_TEXT PROVIDED:_

UNITED STATES DISTRICT COURT FOR THE NORTHERN DISTRICT OF WEST VIRGINIA
Sep 1, 2017
CRIMINAL ACTION NO. 1:02CR36-6 (N.D.W. Va. Sep. 1, 2017)

Summary

noting "[t]hat every circuit court to have addressed this issue post-Kokkonen has concluded that no ancillary jurisdiction exists to hear a request for equitable expungement of an arrest following conviction or acquittal persuades this Court that it lacks jurisdiction to grant equitable expungement."

Summary of this case from United States v. Mullins

Opinion

CRIMINAL ACTION NO. 1:02CR36-6

09-01-2017

UNITED STATES OF AMERICA, Plaintiff, v. SEAN JAMES, Defendant.


( ) MEMORANDUM OPINION AND ORDER DENYING MOTION FOR EXPUNGEMENT [DKT. NO. 642]

Pending before the Court is the pro se motion for expungement filed by the defendant, Sean James ("James"), which asks the Court to expunge his arrest and criminal record relating to this case. For the reasons that follow, the Court concludes that it lacks jurisdiction to grant James the relief he requests and must therefore DENY the motion.

I. BACKGROUND

On July 3, 2002, James was one of thirteen defendants charged in a thirty-count indictment filed in U.S. District Court. He ultimately pleaded guilty to Count 25, distribution of .67 grams of cocaine base. Now, fifteen years later, James has served his sentence and completed his term of supervised release. In order to advance his career and continue his work in the community, he requests that the Court expunge his arrest and record. Based on the following analysis, however, this Court concludes that it lacks jurisdiction to expunge James's arrest and conviction records.

II. DISCUSSION

The Court must answer two questions regarding the motion for expungement. First, does any statutory or regulatory authority support expungement? Second, does the Court have jurisdiction to consider the motion for expungement? The answer to both questions is no.

(Region annotation entries)
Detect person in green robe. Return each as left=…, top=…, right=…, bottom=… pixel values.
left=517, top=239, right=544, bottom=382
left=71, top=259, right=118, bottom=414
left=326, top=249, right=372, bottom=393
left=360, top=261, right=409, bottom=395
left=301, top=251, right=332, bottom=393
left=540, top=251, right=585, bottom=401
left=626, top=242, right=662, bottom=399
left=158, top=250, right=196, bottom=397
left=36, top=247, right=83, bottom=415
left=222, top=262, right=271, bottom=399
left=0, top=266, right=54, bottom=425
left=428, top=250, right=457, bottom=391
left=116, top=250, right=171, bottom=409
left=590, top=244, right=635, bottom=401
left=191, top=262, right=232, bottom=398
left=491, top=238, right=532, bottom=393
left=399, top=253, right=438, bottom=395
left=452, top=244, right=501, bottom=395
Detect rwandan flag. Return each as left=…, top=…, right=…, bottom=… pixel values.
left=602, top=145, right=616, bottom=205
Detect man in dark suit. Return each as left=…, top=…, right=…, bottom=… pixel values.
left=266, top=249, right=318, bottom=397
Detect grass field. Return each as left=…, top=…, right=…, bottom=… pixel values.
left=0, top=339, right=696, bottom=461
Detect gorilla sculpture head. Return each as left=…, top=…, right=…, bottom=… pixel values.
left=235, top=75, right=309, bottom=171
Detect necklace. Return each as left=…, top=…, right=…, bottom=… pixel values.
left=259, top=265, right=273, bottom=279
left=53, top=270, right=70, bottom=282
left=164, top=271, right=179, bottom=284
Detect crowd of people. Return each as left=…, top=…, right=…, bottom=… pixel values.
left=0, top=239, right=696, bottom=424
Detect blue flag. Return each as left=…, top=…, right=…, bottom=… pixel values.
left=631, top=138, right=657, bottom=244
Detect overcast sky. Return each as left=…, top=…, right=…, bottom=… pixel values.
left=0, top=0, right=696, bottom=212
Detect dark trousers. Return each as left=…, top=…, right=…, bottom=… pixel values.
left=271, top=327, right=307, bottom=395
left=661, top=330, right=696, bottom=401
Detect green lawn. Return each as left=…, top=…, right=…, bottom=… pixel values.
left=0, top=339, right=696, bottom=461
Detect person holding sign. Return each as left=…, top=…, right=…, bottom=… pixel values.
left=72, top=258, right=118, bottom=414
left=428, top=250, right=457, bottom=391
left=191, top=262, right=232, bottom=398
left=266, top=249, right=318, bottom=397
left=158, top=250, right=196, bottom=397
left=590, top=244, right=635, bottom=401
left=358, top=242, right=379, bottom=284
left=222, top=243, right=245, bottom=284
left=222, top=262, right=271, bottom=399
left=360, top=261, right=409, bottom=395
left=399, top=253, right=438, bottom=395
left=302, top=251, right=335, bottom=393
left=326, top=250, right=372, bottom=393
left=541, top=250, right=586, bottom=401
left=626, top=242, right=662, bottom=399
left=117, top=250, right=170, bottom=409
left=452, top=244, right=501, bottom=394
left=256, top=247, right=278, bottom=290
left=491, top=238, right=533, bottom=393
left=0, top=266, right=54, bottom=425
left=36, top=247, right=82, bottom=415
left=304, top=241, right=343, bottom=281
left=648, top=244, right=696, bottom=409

_REQUESTS:_
a) In the background section of the court opinion, list every number that is spelled out in words rather than written as digits.
b) Carry on the court opinion on James's expungement motion from its last sentence.

_ANSWERS BY TASK:_
a) one, thirteen, thirty, fifteen

b)
There is no statute or regulation authorizing the expungement of the records of James's arrest and conviction. Although there are statutes that permit expungement for overturned convictions or to correct inaccurate government records, these do not provide for the kind of equitable relief James seeks. See e.g., 10 U.S.C. § 1565(e), 42 U.S.C. § 14132(d), 18 U.S.C. § 3607(c), and 5 U.S.C. § 552a(g).

The only colorable jurisdictional basis for his requested relief is the doctrine of ancillary jurisdiction. Despite the limited jurisdiction of federal courts, the Supreme Court of the United States has recognized that federal courts do possess "ancillary jurisdiction . . . over some matters (otherwise beyond their competence) that are incidental to other matters properly before them." Kokkonen v. Guardian Life Ins. Co. of America, 511 U.S. 375, 378 (1994). Kokkonen held that federal courts may invoke the doctrine of ancillary jurisdiction where necessary "to permit disposition by a single court of claims that are . . . factually interdependent," and "to enable a court to function successfully, that is, to manage its proceeding, vindicate its authority, and effectuate its decrees." Id. at 379-80.

Since Kokkonen, seven circuit courts of appeals have held that district courts lack ancillary jurisdiction to hear requests for expungement of criminal records on purely equitable grounds. Beginning with United States v. Sumner, the Ninth Circuit concluded that a "district court does not have ancillary jurisdiction in a criminal case to expunge an arrest or conviction record where the sole basis alleged by the defendant is that he or she seeks equitable relief." 226 F.3d 1005, 1015 (9th Cir. 2000). Similarly, the Second Circuit and Eighth Circuit have held that district courts lack ancillary jurisdiction to hear motions for expungement in cases involving lawful convictions. See also Doe v. United States, 833 F.3d 192 (2d Cir. 2016) (holding that district court "lacked jurisdiction to consider [petitioner's] motion to expunge records of a valid conviction"); United States v. Meyer, 439 F.3d 855 (8th Cir. 2006) (concluding that, "in light of Kokkonen, . . . ancillary jurisdiction does not extend to expungement of a criminal conviction where the petitioner asserts solely equitable grounds").

The First and Third Circuits have expounded on the impact of Kokkonen, explaining that, even in cases resulting in acquittal, "Kokkonen forecloses any ancillary jurisdiction to order expungement." United States v. Coloian, 480 F.3d 47 (1st Cir. 2007); see also United States v. Dunegan, 251 F.3d 477 (3d Cir. 2001) (finding that "a District Court does not have jurisdiction to expunge a criminal record, even when ending in an acquittal").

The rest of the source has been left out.